Records for the task:
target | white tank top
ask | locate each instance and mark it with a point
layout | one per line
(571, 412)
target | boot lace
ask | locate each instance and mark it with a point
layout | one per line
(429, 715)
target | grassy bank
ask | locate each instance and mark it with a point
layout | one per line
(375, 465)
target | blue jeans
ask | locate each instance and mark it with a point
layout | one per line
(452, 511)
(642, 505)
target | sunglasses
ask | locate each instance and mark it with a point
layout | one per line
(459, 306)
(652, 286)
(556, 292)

==

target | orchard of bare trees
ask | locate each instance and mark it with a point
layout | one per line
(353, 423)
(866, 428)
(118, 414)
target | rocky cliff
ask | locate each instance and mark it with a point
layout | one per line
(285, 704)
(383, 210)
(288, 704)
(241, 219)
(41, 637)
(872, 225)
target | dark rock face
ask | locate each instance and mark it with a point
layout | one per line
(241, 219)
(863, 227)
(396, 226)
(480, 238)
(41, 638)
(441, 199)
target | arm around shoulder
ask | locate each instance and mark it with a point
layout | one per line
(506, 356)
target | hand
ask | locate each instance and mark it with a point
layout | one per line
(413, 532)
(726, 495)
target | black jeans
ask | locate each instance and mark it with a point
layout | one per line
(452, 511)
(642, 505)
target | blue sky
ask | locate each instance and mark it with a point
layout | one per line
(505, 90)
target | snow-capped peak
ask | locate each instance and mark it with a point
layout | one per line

Task item: Return exactly, and only, the lines above starting at the line that contains "target | dark rock face" and ending at the line that contains "target | hand".

Response to this exercise:
target | dark rock face
ask | locate each instance and mark it with a point
layout | one per line
(241, 219)
(863, 227)
(396, 226)
(480, 238)
(41, 638)
(441, 199)
target | arm around shoulder
ask | locate each instance and mark it with a point
layout | one per line
(506, 356)
target | hand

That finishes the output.